◆ **REQUEST**: Output the records below word for word, starting with their first line and going on through the line with "point(195, 393)", and leave the pictures out of your answer.

◆ **GIVEN RECORDS**:
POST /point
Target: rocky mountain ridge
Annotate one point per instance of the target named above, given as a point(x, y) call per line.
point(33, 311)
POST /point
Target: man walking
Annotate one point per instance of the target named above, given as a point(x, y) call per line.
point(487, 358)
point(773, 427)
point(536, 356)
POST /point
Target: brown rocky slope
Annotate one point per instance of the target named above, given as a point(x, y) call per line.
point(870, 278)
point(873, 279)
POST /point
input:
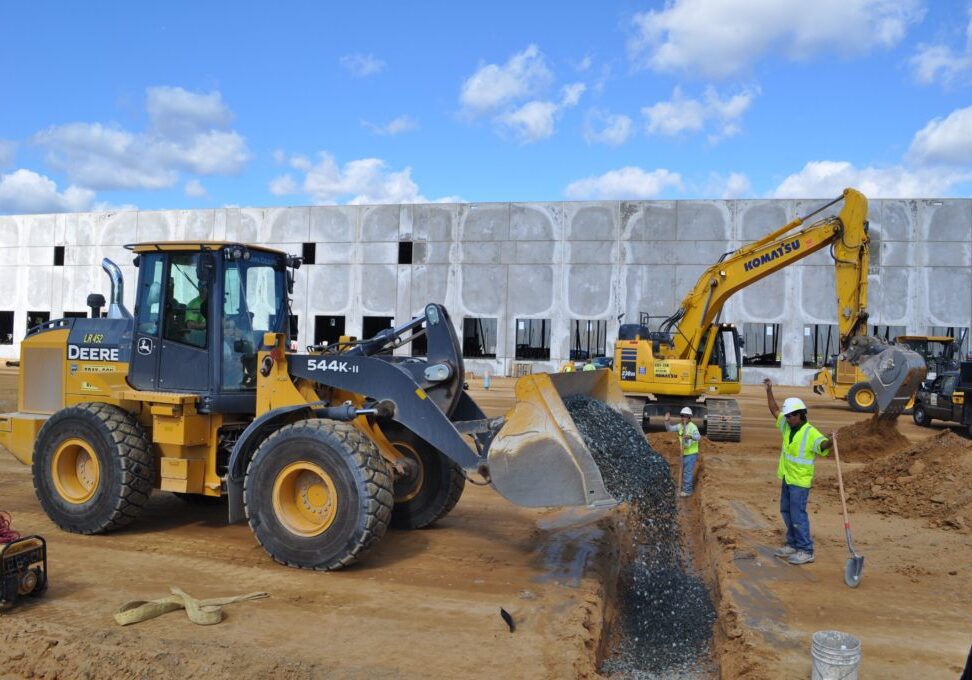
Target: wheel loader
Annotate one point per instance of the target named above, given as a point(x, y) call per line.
point(196, 393)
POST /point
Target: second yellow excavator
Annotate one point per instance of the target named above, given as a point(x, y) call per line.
point(694, 360)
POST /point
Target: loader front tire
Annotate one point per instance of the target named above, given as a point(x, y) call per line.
point(93, 468)
point(430, 490)
point(317, 495)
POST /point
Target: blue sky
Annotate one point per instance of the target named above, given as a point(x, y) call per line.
point(110, 105)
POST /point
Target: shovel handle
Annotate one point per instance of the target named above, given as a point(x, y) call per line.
point(840, 485)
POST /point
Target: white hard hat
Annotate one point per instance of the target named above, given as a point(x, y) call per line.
point(793, 404)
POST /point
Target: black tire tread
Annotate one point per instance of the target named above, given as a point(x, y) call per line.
point(135, 455)
point(378, 488)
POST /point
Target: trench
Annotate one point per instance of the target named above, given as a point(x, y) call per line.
point(659, 612)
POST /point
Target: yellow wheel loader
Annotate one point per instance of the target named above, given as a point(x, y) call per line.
point(694, 360)
point(195, 393)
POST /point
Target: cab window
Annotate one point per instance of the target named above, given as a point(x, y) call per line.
point(186, 302)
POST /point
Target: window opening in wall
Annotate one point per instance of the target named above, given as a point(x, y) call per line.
point(404, 252)
point(533, 339)
point(761, 344)
point(821, 344)
point(479, 337)
point(588, 338)
point(328, 329)
point(309, 253)
point(6, 328)
point(37, 318)
point(372, 325)
point(419, 346)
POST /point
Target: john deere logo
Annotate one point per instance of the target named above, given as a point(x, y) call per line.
point(145, 346)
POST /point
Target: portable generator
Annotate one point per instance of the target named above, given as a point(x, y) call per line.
point(23, 569)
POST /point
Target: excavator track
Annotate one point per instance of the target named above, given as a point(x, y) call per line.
point(723, 420)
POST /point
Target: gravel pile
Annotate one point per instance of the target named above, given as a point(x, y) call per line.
point(666, 611)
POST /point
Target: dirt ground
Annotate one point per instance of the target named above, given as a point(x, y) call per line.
point(427, 603)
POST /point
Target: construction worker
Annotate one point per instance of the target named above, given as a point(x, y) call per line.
point(688, 442)
point(802, 442)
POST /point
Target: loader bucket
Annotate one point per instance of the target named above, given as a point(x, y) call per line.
point(894, 374)
point(538, 458)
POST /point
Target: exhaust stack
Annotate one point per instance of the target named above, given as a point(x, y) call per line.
point(116, 306)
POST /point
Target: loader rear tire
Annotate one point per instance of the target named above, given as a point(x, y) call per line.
point(861, 398)
point(93, 468)
point(317, 495)
point(434, 488)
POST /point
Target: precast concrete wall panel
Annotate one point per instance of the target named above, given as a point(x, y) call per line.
point(556, 260)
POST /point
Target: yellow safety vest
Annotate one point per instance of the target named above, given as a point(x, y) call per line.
point(689, 431)
point(797, 456)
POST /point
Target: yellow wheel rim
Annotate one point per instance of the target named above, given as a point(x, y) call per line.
point(412, 485)
point(864, 398)
point(76, 471)
point(305, 499)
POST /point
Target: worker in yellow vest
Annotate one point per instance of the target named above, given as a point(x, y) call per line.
point(688, 442)
point(802, 443)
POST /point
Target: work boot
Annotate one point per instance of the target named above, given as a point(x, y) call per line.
point(800, 557)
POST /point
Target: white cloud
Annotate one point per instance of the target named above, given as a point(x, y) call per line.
point(184, 135)
point(195, 189)
point(827, 179)
point(628, 182)
point(8, 151)
point(682, 114)
point(735, 185)
point(718, 38)
point(491, 87)
point(945, 140)
point(393, 127)
point(25, 191)
point(362, 65)
point(362, 181)
point(284, 185)
point(941, 63)
point(531, 122)
point(605, 128)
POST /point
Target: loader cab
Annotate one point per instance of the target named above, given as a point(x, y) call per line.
point(200, 315)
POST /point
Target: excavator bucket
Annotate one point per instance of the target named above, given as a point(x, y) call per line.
point(895, 374)
point(539, 458)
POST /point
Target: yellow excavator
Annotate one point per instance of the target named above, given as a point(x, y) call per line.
point(196, 393)
point(693, 360)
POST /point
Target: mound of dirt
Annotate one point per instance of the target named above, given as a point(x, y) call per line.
point(870, 439)
point(931, 479)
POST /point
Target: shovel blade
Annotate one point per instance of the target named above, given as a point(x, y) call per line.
point(853, 571)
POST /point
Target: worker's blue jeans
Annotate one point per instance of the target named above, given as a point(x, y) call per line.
point(793, 507)
point(688, 470)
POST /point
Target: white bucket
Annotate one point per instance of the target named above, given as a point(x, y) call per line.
point(835, 655)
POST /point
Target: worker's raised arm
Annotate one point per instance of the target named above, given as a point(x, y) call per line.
point(770, 399)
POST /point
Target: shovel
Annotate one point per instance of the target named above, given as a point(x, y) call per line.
point(855, 563)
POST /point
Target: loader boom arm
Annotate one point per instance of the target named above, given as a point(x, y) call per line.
point(845, 233)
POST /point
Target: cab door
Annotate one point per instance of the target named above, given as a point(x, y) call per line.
point(187, 324)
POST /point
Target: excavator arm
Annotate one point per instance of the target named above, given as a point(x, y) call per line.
point(846, 234)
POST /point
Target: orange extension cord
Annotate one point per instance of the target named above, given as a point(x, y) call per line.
point(6, 533)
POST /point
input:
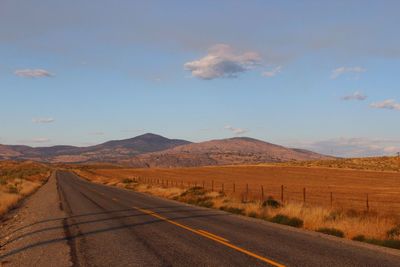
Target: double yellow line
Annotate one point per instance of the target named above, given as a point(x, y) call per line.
point(208, 235)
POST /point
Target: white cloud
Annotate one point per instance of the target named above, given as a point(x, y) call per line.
point(273, 72)
point(32, 73)
point(386, 104)
point(352, 147)
point(221, 61)
point(97, 133)
point(342, 70)
point(355, 96)
point(236, 131)
point(42, 120)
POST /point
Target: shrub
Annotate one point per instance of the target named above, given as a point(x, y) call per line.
point(194, 191)
point(13, 189)
point(271, 202)
point(331, 231)
point(394, 232)
point(286, 220)
point(127, 181)
point(232, 210)
point(360, 238)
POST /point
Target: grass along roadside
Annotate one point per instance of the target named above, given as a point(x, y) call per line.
point(18, 180)
point(368, 227)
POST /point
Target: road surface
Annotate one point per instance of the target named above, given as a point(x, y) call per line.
point(108, 226)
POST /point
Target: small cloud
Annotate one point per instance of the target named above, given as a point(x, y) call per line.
point(386, 104)
point(97, 133)
point(42, 120)
point(236, 131)
point(343, 70)
point(33, 73)
point(273, 72)
point(352, 147)
point(355, 96)
point(222, 62)
point(35, 140)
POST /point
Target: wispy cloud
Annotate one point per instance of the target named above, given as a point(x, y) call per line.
point(42, 120)
point(355, 96)
point(35, 140)
point(386, 104)
point(33, 73)
point(97, 133)
point(221, 61)
point(343, 70)
point(236, 131)
point(273, 72)
point(352, 147)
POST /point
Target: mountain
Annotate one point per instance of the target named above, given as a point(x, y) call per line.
point(112, 151)
point(240, 150)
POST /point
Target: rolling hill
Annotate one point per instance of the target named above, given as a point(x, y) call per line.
point(112, 151)
point(239, 150)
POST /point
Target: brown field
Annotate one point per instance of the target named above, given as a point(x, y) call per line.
point(348, 212)
point(348, 188)
point(18, 180)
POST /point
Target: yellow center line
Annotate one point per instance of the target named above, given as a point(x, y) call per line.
point(215, 236)
point(219, 240)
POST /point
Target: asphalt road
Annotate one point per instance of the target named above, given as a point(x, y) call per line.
point(108, 226)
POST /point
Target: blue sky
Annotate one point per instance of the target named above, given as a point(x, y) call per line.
point(322, 75)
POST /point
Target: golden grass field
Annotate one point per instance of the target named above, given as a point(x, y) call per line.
point(18, 180)
point(349, 188)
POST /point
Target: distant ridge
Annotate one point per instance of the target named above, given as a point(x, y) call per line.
point(151, 150)
point(239, 150)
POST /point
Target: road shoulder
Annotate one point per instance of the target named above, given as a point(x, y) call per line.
point(33, 234)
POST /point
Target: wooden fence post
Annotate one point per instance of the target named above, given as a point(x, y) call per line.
point(262, 194)
point(247, 192)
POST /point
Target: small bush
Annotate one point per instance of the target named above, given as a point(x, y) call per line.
point(360, 238)
point(394, 232)
point(3, 181)
point(331, 231)
point(13, 189)
point(233, 210)
point(194, 191)
point(286, 220)
point(127, 181)
point(253, 214)
point(271, 202)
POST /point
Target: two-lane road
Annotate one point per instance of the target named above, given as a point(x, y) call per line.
point(108, 226)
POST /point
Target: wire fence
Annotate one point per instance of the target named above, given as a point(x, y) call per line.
point(311, 196)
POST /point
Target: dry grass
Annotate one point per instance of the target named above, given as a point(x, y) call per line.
point(349, 188)
point(18, 180)
point(352, 222)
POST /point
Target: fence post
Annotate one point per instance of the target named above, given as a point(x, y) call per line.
point(247, 192)
point(262, 194)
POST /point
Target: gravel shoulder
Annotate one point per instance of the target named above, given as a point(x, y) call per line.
point(33, 234)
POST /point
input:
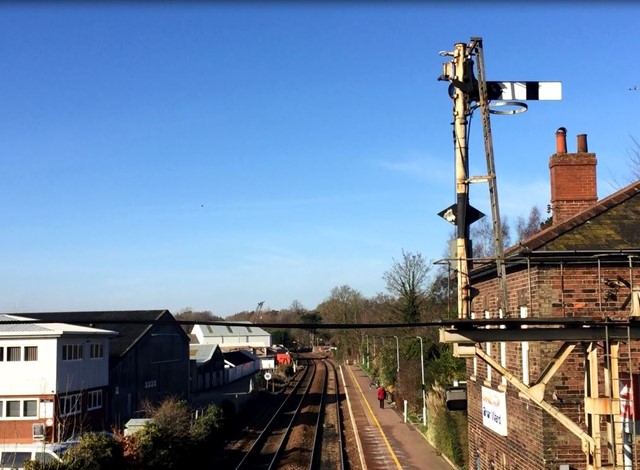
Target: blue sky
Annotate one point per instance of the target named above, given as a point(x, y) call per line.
point(212, 155)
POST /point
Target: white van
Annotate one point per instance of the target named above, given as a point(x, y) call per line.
point(13, 456)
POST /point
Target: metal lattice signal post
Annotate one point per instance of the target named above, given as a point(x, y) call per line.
point(465, 89)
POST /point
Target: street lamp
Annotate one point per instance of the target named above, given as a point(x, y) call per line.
point(397, 353)
point(424, 397)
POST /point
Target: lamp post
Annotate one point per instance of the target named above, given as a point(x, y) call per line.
point(424, 397)
point(397, 353)
point(367, 337)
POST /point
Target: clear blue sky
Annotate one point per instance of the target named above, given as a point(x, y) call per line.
point(215, 155)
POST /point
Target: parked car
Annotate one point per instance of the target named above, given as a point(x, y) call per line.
point(13, 456)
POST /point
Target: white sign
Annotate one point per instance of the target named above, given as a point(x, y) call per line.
point(494, 410)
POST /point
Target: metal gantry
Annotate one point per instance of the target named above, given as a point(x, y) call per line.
point(606, 397)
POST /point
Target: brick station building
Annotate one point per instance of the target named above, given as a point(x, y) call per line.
point(584, 264)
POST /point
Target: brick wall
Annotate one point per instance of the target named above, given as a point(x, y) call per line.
point(535, 439)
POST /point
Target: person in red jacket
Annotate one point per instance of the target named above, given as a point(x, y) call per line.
point(382, 394)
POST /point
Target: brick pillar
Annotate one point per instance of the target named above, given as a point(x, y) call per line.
point(573, 178)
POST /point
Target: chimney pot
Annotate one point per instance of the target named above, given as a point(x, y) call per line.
point(582, 143)
point(561, 140)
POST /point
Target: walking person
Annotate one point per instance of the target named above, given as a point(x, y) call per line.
point(382, 394)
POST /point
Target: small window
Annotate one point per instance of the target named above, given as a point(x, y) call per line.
point(13, 408)
point(96, 351)
point(71, 404)
point(13, 353)
point(31, 353)
point(95, 399)
point(30, 408)
point(72, 352)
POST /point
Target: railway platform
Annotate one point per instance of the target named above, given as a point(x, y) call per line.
point(386, 441)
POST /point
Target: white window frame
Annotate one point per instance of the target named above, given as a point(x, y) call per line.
point(25, 355)
point(13, 349)
point(71, 404)
point(21, 408)
point(72, 352)
point(96, 351)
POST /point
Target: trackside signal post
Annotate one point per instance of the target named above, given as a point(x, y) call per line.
point(469, 93)
point(608, 430)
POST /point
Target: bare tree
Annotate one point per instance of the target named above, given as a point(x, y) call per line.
point(406, 281)
point(527, 228)
point(344, 305)
point(481, 233)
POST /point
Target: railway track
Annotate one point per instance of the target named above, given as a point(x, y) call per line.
point(302, 430)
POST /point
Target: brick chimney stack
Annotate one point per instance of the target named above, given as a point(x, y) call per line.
point(573, 178)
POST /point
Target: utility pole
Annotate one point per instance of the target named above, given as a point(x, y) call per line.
point(465, 89)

◆ **ANSWER TO THE EXERCISE**:
POST /point
Target: rocky mountain ridge
Annotate one point per instance of the target named above, given as a point(x, y) call per line.
point(33, 311)
POST /point
Target: man walking
Annotate one point per instance of the target named above, given as a point(x, y) call per line.
point(487, 358)
point(773, 427)
point(536, 356)
POST /point
Target: brown rocky slope
Annotate one point per instance of the target named above, given as a point(x, y) call per line.
point(870, 278)
point(873, 279)
POST /point
input:
Target: wheel loader
Annotate one point per instance of the target named above, given as a point(x, y) call per line.
point(196, 393)
POST /point
Target: second yellow excavator
Annotate one point per instance of the target named above, given as a point(x, y) call per line.
point(694, 360)
POST /point
Target: loader front tire
Annotate one point per instance of the target named above, given as a point(x, y) call per line.
point(93, 468)
point(430, 490)
point(317, 495)
POST /point
Target: blue sky
Annotate one point per instance of the target named above, given as a point(x, y) call per line.
point(110, 105)
POST /point
Target: shovel handle
Annotate one point per instance of the target named above, given as a point(x, y) call per line.
point(840, 485)
POST /point
Target: white hard hat
Annotate one point per instance of the target named above, given as a point(x, y) call per line.
point(793, 404)
POST /point
Target: black tire tread
Annotate one point per instance of the target named above, given as a point(x, y) call per line.
point(135, 455)
point(378, 488)
POST /point
Target: trench
Annotate one point per instance of the target named above, given as a point(x, y) call per line.
point(659, 612)
POST /point
Target: yellow wheel loader
Annotate one point per instance of the target named above, given as a point(x, y) call per line.
point(694, 360)
point(195, 393)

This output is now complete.